Exercise aim
Collect every line in the items below that contains the string "foreground". Count only matches in the same case.

[Boundary annotation records]
───

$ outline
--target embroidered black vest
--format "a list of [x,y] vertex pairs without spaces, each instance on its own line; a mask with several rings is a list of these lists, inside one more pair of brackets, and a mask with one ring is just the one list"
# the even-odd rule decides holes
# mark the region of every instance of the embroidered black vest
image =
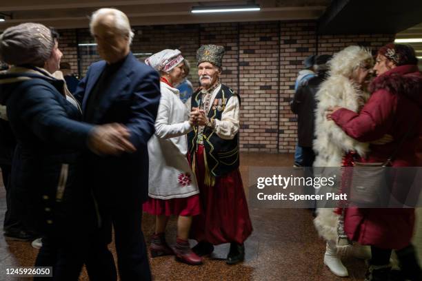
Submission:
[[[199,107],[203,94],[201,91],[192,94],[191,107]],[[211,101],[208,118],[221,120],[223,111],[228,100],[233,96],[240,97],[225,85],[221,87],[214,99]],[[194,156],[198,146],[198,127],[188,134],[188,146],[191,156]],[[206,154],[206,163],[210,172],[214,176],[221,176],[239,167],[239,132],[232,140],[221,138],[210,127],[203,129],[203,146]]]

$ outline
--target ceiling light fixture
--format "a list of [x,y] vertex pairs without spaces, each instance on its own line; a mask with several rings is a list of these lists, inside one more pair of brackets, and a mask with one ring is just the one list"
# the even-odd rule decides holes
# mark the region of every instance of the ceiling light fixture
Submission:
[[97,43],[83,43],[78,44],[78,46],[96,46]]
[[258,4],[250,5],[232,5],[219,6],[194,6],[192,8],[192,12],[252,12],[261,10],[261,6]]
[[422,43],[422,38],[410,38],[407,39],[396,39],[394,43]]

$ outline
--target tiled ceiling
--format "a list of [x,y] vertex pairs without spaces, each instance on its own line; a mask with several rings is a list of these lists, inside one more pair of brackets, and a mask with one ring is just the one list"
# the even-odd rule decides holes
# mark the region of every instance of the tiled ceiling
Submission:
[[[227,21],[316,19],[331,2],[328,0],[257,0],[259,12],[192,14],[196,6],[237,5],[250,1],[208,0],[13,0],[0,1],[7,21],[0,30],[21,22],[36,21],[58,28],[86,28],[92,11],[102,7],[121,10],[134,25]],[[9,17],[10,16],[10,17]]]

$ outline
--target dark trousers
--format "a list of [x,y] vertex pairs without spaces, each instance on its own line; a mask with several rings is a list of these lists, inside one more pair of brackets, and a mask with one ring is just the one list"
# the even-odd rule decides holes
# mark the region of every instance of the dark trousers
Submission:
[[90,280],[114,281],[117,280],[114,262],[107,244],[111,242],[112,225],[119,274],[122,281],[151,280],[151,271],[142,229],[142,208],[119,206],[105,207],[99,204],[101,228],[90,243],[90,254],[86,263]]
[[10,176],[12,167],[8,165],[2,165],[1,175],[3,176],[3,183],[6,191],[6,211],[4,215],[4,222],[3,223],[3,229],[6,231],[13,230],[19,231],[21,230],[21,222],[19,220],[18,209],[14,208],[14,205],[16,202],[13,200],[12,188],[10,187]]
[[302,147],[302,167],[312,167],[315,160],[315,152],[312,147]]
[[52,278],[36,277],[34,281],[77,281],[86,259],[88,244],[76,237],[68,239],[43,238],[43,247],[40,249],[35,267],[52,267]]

───

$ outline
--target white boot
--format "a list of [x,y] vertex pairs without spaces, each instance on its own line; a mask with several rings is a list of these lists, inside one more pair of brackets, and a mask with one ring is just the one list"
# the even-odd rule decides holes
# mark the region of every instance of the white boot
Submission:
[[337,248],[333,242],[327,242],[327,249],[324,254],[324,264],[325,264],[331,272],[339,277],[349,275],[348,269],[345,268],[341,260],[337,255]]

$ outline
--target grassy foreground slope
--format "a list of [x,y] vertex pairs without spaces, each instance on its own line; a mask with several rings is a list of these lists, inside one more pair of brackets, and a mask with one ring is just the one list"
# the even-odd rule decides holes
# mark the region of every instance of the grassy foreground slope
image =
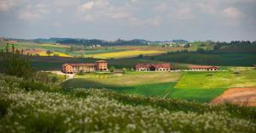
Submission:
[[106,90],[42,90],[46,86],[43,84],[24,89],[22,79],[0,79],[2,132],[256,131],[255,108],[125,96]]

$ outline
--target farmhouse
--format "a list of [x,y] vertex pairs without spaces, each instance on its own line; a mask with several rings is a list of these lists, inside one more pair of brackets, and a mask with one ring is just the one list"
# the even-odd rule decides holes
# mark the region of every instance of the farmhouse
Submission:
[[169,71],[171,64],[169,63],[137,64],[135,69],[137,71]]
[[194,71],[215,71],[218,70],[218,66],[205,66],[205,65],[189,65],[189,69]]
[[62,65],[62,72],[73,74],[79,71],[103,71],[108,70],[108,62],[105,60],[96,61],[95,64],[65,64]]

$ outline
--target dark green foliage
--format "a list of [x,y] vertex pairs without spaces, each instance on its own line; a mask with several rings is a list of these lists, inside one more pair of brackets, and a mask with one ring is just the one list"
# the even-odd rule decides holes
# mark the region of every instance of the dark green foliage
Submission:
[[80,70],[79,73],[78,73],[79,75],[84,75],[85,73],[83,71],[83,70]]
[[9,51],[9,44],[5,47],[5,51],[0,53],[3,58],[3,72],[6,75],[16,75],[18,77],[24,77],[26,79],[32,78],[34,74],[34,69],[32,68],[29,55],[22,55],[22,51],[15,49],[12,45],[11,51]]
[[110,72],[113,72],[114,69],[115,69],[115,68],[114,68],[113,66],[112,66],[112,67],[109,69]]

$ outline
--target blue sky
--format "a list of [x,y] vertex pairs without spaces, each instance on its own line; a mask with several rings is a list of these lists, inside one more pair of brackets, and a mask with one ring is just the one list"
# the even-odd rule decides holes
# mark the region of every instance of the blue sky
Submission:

───

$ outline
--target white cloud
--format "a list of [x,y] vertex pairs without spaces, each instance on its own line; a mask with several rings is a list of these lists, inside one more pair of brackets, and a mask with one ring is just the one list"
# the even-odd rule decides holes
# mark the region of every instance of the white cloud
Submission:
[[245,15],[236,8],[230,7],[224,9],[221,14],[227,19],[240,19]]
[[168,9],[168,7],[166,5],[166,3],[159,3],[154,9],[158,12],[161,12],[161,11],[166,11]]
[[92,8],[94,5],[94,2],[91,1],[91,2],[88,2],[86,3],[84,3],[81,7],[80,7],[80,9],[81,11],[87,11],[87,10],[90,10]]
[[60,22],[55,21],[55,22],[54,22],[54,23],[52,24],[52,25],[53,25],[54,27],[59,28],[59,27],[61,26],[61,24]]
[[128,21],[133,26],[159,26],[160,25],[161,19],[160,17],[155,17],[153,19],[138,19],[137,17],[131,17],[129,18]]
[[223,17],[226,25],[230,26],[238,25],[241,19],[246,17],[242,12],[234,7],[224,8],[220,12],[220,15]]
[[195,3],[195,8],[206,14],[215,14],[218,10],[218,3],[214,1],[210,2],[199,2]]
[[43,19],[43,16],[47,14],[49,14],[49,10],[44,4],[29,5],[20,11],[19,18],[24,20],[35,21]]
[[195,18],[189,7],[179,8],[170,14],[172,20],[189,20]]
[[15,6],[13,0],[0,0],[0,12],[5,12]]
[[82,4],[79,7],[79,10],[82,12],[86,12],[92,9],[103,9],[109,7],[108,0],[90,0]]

───

Response to this exercise
--target grassy foreground slope
# mark the region of every instance of the grassy foreground slope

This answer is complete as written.